* begin Data extract *

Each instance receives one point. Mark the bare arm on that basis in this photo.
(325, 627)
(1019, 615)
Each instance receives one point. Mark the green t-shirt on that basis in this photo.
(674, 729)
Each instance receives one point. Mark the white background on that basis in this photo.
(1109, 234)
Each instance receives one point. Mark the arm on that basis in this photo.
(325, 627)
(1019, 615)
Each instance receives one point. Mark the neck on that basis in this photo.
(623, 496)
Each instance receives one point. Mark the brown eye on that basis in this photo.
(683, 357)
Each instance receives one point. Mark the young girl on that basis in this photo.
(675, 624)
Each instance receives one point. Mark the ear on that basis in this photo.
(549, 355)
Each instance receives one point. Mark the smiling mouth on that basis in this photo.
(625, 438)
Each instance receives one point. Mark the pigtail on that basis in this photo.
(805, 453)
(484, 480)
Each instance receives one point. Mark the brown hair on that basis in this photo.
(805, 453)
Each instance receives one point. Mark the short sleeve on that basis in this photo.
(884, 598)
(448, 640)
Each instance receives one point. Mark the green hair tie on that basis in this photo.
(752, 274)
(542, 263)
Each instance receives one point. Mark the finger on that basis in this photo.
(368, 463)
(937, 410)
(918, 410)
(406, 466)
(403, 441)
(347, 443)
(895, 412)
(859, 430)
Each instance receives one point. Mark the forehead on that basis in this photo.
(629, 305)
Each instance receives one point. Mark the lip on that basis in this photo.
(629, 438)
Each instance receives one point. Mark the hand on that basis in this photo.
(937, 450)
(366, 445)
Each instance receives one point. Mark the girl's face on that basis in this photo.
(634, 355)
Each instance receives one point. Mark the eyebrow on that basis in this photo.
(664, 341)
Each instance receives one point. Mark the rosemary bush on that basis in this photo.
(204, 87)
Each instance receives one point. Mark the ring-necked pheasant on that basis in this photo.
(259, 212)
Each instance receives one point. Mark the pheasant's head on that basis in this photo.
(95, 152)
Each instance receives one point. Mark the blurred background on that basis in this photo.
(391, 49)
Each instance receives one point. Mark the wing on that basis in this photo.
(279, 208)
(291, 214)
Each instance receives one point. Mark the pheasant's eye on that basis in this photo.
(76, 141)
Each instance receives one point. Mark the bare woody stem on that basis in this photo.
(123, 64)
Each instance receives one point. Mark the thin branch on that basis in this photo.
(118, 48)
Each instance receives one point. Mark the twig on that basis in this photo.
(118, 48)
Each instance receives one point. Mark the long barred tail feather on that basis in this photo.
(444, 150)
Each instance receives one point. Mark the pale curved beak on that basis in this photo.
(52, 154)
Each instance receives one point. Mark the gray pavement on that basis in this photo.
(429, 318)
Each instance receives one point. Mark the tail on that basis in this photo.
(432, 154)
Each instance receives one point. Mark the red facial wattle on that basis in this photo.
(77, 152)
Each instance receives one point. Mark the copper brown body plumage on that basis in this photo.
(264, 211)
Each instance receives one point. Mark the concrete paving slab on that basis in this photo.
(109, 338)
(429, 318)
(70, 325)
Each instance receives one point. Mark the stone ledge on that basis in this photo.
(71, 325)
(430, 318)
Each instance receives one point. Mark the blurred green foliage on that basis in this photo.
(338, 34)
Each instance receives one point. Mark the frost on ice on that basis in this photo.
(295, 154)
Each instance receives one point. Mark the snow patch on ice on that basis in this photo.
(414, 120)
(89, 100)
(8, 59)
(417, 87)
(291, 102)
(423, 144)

* end Data extract *

Directive: Copy out exactly the lines between the line with "Each instance receives one point. Mark the copper" and the last line of the entries, counting both of those lines.

Full response:
Each instance receives one point. Mark the copper brown body plumage on that basis in this photo.
(264, 211)
Each instance receives one point. Mark the concrete paving slab on that basis in this photo.
(109, 338)
(429, 318)
(70, 325)
Each instance receives one point. Mark the stone ledge on that basis in this photo.
(71, 325)
(430, 318)
Each instance receives one point. Mark the blurred green foliage on that basis in this photo.
(338, 34)
Each instance receives one point. Mark the frost on ice on that basis in this photo.
(295, 154)
Each instance receives one point. Mark the snow patch on ice on that basis in this photo.
(414, 120)
(89, 100)
(8, 59)
(417, 87)
(291, 102)
(423, 144)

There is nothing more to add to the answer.